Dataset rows
Start
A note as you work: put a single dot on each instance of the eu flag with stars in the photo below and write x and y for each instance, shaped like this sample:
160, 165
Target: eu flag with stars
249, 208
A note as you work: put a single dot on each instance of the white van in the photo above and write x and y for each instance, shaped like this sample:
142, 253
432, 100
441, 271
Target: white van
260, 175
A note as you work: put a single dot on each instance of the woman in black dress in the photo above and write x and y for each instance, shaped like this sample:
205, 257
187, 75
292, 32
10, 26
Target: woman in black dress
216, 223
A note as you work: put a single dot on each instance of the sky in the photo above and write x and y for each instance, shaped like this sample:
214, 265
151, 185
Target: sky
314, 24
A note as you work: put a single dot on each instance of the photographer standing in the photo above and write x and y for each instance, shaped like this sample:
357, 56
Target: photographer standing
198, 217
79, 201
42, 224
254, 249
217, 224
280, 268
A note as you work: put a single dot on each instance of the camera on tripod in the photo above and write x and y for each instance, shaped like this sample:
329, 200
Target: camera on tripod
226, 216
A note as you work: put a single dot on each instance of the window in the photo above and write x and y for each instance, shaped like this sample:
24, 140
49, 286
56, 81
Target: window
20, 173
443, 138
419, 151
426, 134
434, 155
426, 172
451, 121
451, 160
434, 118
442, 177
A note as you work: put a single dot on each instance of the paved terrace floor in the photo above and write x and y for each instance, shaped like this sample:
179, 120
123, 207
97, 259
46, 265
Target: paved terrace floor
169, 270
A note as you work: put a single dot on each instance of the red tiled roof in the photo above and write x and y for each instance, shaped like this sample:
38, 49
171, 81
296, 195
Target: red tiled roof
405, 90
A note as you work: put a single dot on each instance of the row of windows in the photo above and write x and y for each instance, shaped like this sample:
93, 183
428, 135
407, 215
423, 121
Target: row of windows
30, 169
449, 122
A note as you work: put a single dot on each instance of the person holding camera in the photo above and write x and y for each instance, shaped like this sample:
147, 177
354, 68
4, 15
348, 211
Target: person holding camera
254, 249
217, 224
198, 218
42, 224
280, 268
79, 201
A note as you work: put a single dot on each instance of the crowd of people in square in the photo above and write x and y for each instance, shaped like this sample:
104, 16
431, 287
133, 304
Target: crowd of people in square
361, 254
End
◆ **Exercise goal**
Transcribe word for word the lines from the one holding "of the person" to the last line of the listing above, inclusive.

◆ **Right answer**
A note as you work: put a single dot on each instance of the person holding camera in the photo above and write x and y for each instance, shaped like this sample:
147, 177
354, 68
4, 15
348, 211
Target: person holding camera
254, 249
217, 224
198, 218
42, 224
280, 268
79, 201
A note as you work: put a single dot on each instance of the crowd of people in square in the photo above and write x and y for each instance, shaped like this sample:
104, 16
431, 287
133, 304
Target: crowd of people in square
361, 254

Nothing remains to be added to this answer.